● GIVEN INSTRUCTION:
Answer these questions from the Divinity II review, one answer a line, numbered to match.
1. Which studio developed the game?
2. Which version of the game was reviewed?
3. According to the opening paragraph, what part of a character will a player mostly be looking at?

● EXTRACT:
Divinity II: The Dragon Knight Saga Review

by on December 6, 2010

Game: Divinity II: The Dragon Knight Saga

Developer: Larian Studios

Publisher: Focus Home Interactive

Available on: PC and Xbox 360 (Xbox 360 version reviewed)

If you’re a fan of sword and sorcery then you’ve probably played an RPG or two, you’ve undoubtedly spent a good few hours setting up your character, making sure their facial features are exactly to your specifications (even though you’ll be looking at the back of their head for the most part, or it’ll all be covered by some glorious helmet you found on a corpse), making sure their stats are perfect, perhaps you’ve even consulted the internet to make sure they’re all correct and as good as they can possibly be. After all that’s said and done you more than likely went out and spent countless days killing goblins, looting corpses and just about everything else that would, in modern days, be considered abhorrent. But you’re one of the good guys, so it’s all cool. Right?

● RECORD EXCERPTS:
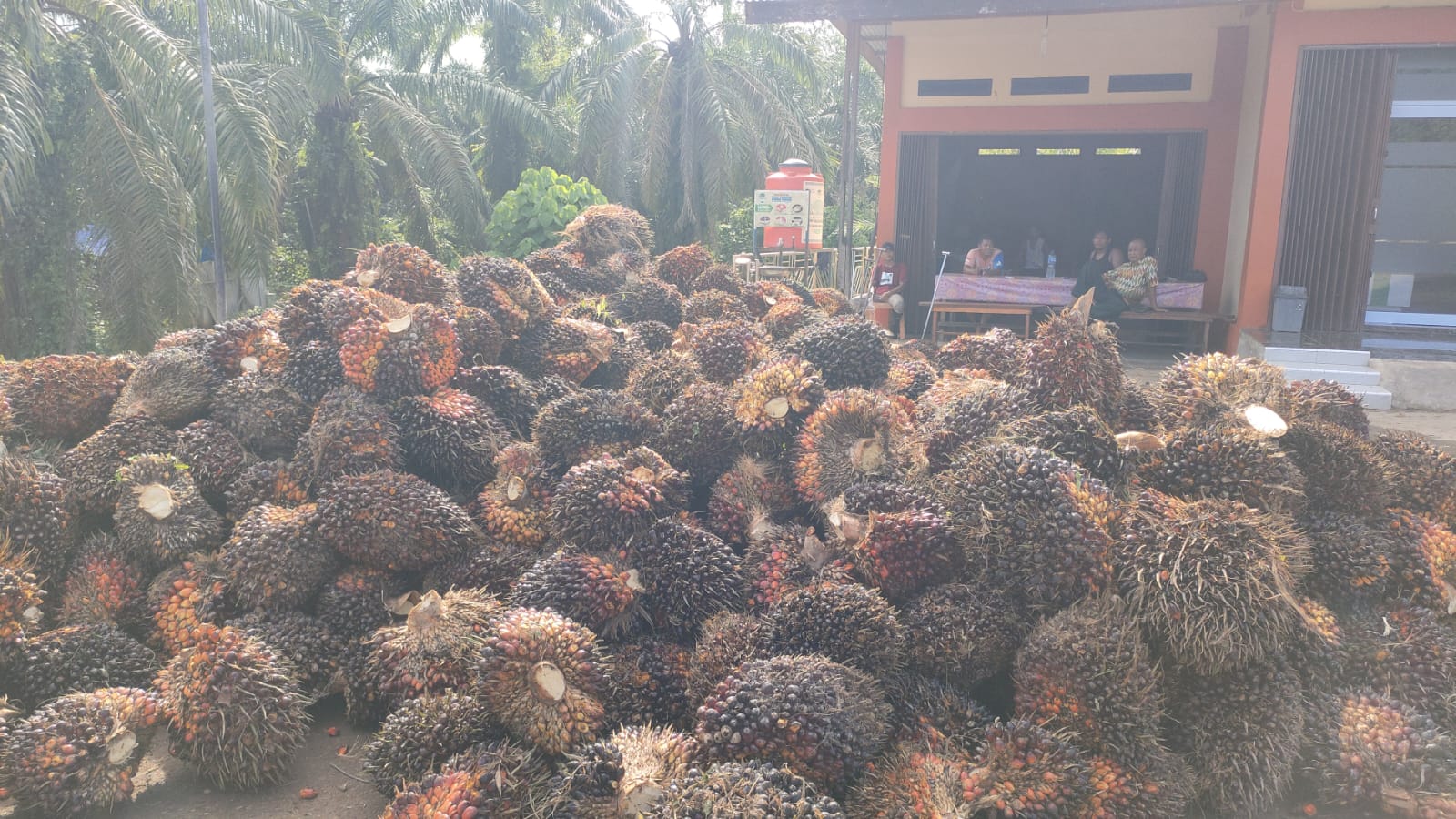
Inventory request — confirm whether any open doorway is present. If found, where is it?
[936,134,1201,276]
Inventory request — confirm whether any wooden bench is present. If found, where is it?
[920,301,1044,344]
[1116,310,1233,353]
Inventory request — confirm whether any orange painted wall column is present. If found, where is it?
[1228,0,1456,349]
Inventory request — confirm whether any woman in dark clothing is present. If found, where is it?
[1072,230,1127,320]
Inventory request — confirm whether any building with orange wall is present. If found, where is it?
[747,0,1456,351]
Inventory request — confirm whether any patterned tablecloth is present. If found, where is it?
[935,272,1203,310]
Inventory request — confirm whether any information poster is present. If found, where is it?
[753,191,824,233]
[804,182,824,248]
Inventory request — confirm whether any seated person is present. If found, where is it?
[961,236,1003,276]
[1072,230,1127,320]
[869,242,905,339]
[1094,239,1159,313]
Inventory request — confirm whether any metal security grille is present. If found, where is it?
[895,134,943,328]
[1277,48,1396,332]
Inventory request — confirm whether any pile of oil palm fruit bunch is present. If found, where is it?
[0,206,1456,819]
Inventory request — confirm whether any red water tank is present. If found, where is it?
[753,159,824,250]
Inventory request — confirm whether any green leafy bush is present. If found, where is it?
[485,167,607,258]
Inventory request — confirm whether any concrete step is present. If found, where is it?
[1264,347,1370,368]
[1284,364,1380,386]
[1345,383,1392,410]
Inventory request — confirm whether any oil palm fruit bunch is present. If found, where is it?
[208,317,288,379]
[393,386,511,497]
[0,354,133,443]
[450,305,505,368]
[60,532,148,634]
[218,502,333,613]
[696,656,890,788]
[1344,603,1456,720]
[510,317,617,385]
[682,287,753,324]
[339,305,460,400]
[652,242,713,296]
[473,609,609,755]
[213,375,311,458]
[1138,427,1305,511]
[531,389,658,475]
[995,405,1130,487]
[617,518,745,638]
[915,376,1031,473]
[1014,596,1167,763]
[318,565,406,640]
[551,726,697,819]
[0,538,46,652]
[0,455,82,583]
[562,204,652,265]
[226,611,345,698]
[825,482,964,602]
[900,583,1029,687]
[383,741,551,819]
[606,637,693,730]
[1168,654,1305,816]
[291,386,408,488]
[1279,421,1392,514]
[794,389,908,502]
[156,625,308,790]
[172,419,252,510]
[658,761,844,819]
[935,443,1117,609]
[1016,299,1123,419]
[1299,511,1398,606]
[623,351,702,414]
[551,448,686,550]
[1117,491,1310,673]
[652,381,740,490]
[318,470,479,571]
[1374,433,1456,529]
[607,278,682,328]
[456,257,531,341]
[511,552,646,637]
[364,691,505,797]
[56,415,177,516]
[966,720,1090,816]
[0,686,160,816]
[147,555,230,656]
[679,319,767,385]
[743,523,854,611]
[450,364,541,439]
[849,728,974,819]
[733,356,824,458]
[934,327,1026,380]
[784,317,890,389]
[344,242,449,305]
[1150,353,1284,429]
[112,455,223,567]
[470,443,556,552]
[1281,379,1370,437]
[223,460,308,521]
[0,622,157,708]
[367,589,504,703]
[1305,691,1456,816]
[763,583,905,678]
[111,340,220,427]
[702,448,798,550]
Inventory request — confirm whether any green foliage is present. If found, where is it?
[485,167,607,258]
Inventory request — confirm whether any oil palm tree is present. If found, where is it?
[559,0,828,247]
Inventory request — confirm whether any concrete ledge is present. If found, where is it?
[1370,359,1456,410]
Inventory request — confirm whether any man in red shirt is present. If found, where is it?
[869,242,905,339]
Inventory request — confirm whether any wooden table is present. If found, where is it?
[920,301,1039,344]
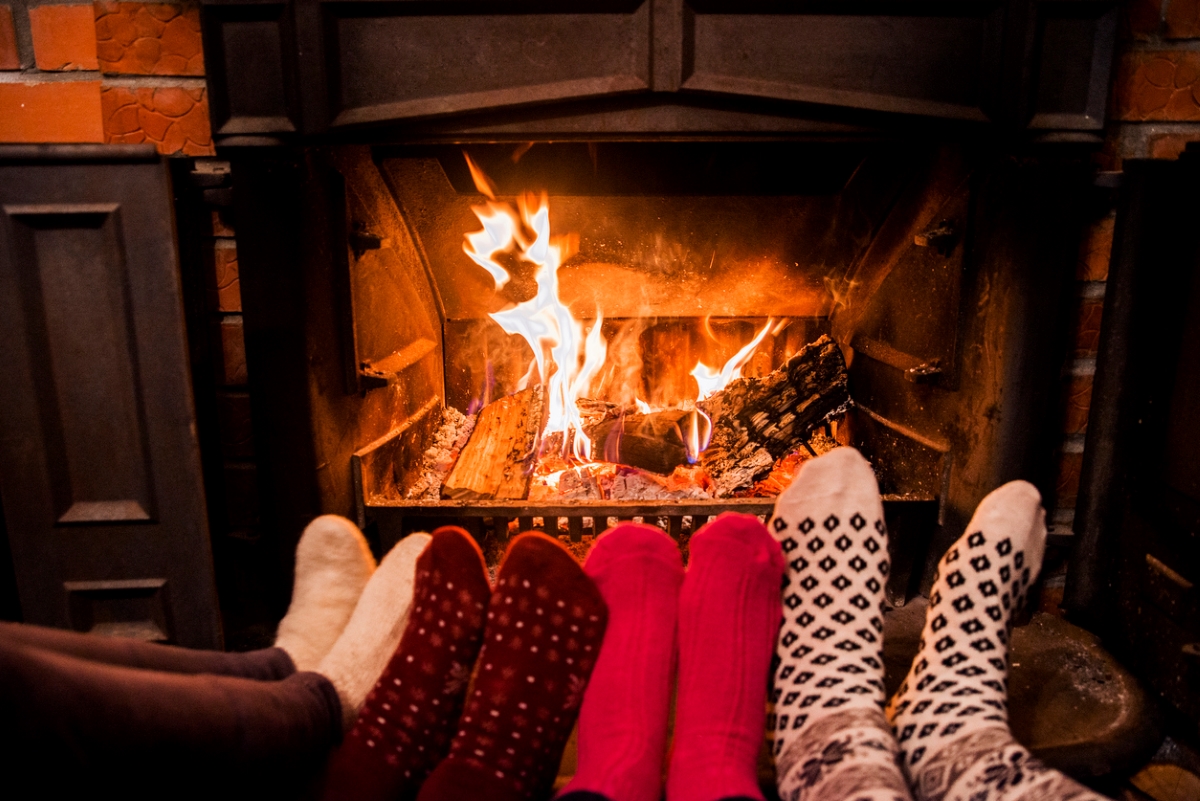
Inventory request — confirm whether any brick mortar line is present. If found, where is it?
[0,70,206,89]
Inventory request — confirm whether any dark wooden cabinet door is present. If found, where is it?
[0,145,221,648]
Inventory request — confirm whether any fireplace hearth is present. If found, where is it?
[184,1,1115,623]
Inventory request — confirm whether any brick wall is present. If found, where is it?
[1044,0,1200,606]
[0,0,215,156]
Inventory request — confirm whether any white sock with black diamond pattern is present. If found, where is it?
[887,481,1103,801]
[768,447,910,801]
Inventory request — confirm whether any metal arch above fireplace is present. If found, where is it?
[204,0,1116,144]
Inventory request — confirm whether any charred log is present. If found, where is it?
[442,386,546,500]
[700,336,850,496]
[588,409,708,475]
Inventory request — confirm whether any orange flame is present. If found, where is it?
[691,318,775,401]
[679,409,713,464]
[463,157,607,462]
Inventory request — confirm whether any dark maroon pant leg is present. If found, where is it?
[0,639,341,799]
[0,622,295,681]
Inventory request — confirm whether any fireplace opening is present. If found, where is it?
[225,137,1087,604]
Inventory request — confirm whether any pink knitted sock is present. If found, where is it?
[563,523,683,801]
[667,513,785,801]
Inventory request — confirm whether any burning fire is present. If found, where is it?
[463,153,775,470]
[691,319,775,401]
[463,156,607,462]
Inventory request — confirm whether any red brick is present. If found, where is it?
[1075,217,1116,281]
[1055,453,1084,508]
[95,2,204,76]
[1062,375,1093,434]
[1150,131,1200,159]
[212,314,248,386]
[1074,300,1104,359]
[0,80,104,141]
[0,6,20,70]
[1166,0,1200,38]
[211,247,241,312]
[29,6,100,71]
[1115,50,1200,121]
[103,86,216,156]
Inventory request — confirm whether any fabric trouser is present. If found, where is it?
[0,624,341,797]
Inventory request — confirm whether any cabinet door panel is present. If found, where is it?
[0,146,221,648]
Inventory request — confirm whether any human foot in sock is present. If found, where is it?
[275,514,376,670]
[888,481,1100,801]
[418,534,608,801]
[768,447,908,801]
[558,523,684,801]
[667,512,784,801]
[324,526,492,801]
[314,534,430,729]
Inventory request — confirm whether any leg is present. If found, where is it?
[418,532,608,801]
[888,481,1100,801]
[324,526,491,801]
[0,622,295,681]
[559,523,684,801]
[667,513,784,801]
[770,447,910,801]
[0,644,341,797]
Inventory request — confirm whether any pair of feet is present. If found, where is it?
[324,526,607,801]
[769,448,1099,801]
[558,513,784,801]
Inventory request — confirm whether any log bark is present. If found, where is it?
[442,386,546,500]
[700,336,850,498]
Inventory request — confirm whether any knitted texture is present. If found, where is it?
[418,532,608,801]
[769,447,910,801]
[324,526,491,801]
[316,534,430,729]
[667,512,784,801]
[887,481,1100,801]
[563,523,684,801]
[275,514,376,670]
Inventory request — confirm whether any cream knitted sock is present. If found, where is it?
[316,534,430,729]
[275,514,376,670]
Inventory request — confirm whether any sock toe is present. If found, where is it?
[689,512,784,571]
[275,514,376,670]
[967,481,1046,576]
[583,523,680,576]
[780,447,880,501]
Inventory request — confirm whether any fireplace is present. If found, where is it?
[184,2,1115,633]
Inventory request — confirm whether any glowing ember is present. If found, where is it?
[691,319,774,400]
[463,157,607,462]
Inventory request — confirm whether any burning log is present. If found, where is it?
[442,386,546,500]
[700,336,850,498]
[588,409,708,475]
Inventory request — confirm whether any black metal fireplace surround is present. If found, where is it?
[192,0,1116,618]
[0,0,1132,676]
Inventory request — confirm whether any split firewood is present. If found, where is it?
[442,386,546,500]
[587,409,709,475]
[700,336,850,498]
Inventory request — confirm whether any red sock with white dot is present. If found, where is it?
[419,532,608,801]
[324,526,491,801]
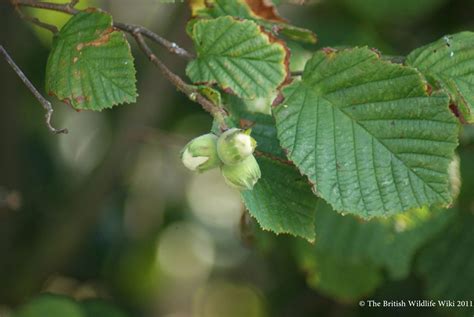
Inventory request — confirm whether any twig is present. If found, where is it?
[114,22,194,60]
[15,7,59,34]
[10,0,80,15]
[132,30,228,130]
[11,0,194,59]
[11,0,228,131]
[0,45,68,134]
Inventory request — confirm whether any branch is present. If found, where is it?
[114,22,194,60]
[15,7,59,34]
[291,70,303,77]
[10,0,80,15]
[10,0,194,60]
[11,0,228,131]
[0,45,68,134]
[132,30,228,131]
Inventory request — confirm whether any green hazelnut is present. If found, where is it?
[221,155,262,190]
[217,128,257,165]
[181,133,221,173]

● EXERCISE SOLUTION:
1. Larian Studios
2. The Xbox 360 version
3. The back of the character's head